-- Start Text section --
First, the dictionary says that the "deal" is also a pronoun and had this example. Please help me to understand how the word "deal" can be a pronoun in the sentence.

Although he had never met Geoffrey Hardcastle, he knew a great deal about him.

It's a noun, not a pronoun. My dictionary agrees with me.

Secondly, I know in most cases, short thrown-in remarks can function without non-essential structural elements like articles but what about rather long reamarks like the one below. Does the sentence below seem to be stretching the grammatical patience too far to the side of "unacceptability"?

Great way of putting it! Sounds fine.

Thirdly, can you tell me what this sentence is saying? To me, if a statement is true, that's enough and there is no need to qualify, embellish, or magnify it.

You say in a manner of speaking to indicate that what you have just said is true, but not absolutely or exactly true

in a manner of speaking is an inserted phrase. The main thought is 'You say. . . to indicate', but this is not grammatical, and has no real meaning. It doesn't specify what you say.
-- End Text section --
▸ **Jobs**
**A.** Retype the grammar discussion starting at "in a manner of speaking is" and ending at "what you say.".
**B.** Which actions does the grammar discussion say a true statement has no need of? List them all.
The data after this point are separate from the grammar discussion.
-- Start Collected data --
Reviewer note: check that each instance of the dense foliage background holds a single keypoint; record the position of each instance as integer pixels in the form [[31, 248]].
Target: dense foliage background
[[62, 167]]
-- End Collected data --
▸ **Exercise responses**
**A.**
in a manner of speaking is an inserted phrase. The main thought is 'You say. . . to indicate', but this is not grammatical, and has no real meaning. It doesn't specify what you say.

**B.** qualify, embellish, magnify